§ Text section

⟨

Rafael Nadal’s elaborate pre-serve routine will be put to the ultimate test at next week’s U.S. Open when a countdown clock makes its Grand Slam debut to help speed up play.
Nadal is a creature of habit and as he prepares to serve the Spaniard bounces the ball a few times, tugs at his shorts, pulls at the shirt on his shoulders, touches his nose and tucks his hair behind his ears before having a few more bounces.
But at the Aug. 27-Sept. 9 U.S. Open in New York the world number one will not have time to add more moves to his lengthy repertoire as a 25-second clock will tick down immediately after the chair umpire announces the score.
Nadal showed he was not bothered by the shot clock during a U.S. Open tune-up in Toronto where he lost only one set en route to collecting a record-extending 33rd Masters title.
The 32-year-old is not a fan of the new measure, although not due to concerns about receiving a time violation but rather because he feels it will diminish the quality of play.
“My experience in the world of tennis at the matches that became part of the history of our sport are not matches where the duration… is one hour thirty, you know?” said Nadal.
“The matches that the people remember are matches that are epic, the matches that the people get involved (in).
“My experience is I don’t see people get crazy and involved in the match when the ball, all it goes (is) two or three times over the net every time,” he added.
“I see the people go crazy and enjoy and feel the passion for the sport when you have rallies of 15, 20 balls.

⟩

§ Set task
From the article on Nadal and the U.S. Open shot clock, extract the passage between "But at the Aug." and "get involved (in).", inclusive. The lines that follow aren't needed for anything here.

§ Records supplied
⟨

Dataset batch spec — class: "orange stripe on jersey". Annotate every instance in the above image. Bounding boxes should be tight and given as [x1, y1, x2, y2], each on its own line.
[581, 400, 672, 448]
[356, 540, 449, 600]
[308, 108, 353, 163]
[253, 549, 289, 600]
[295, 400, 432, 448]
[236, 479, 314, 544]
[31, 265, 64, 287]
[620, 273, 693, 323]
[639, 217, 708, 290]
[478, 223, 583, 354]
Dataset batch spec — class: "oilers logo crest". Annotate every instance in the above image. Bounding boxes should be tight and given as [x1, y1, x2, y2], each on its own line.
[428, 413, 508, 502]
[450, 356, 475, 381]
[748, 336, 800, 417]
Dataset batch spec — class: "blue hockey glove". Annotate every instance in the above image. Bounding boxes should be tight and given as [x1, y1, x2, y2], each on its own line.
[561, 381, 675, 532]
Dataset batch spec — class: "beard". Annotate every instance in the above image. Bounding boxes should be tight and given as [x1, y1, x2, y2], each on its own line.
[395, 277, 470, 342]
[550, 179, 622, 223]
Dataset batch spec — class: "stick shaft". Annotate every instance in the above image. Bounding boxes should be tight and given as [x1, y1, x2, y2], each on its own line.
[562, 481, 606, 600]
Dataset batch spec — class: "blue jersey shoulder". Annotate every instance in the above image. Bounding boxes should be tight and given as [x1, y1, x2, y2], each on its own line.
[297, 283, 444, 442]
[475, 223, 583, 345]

⟩

§ Solution to this task
But at the Aug. 27-Sept. 9 U.S. Open in New York the world number one will not have time to add more moves to his lengthy repertoire as a 25-second clock will tick down immediately after the chair umpire announces the score.
Nadal showed he was not bothered by the shot clock during a U.S. Open tune-up in Toronto where he lost only one set en route to collecting a record-extending 33rd Masters title.
The 32-year-old is not a fan of the new measure, although not due to concerns about receiving a time violation but rather because he feels it will diminish the quality of play.
“My experience in the world of tennis at the matches that became part of the history of our sport are not matches where the duration… is one hour thirty, you know?” said Nadal.
“The matches that the people remember are matches that are epic, the matches that the people get involved (in).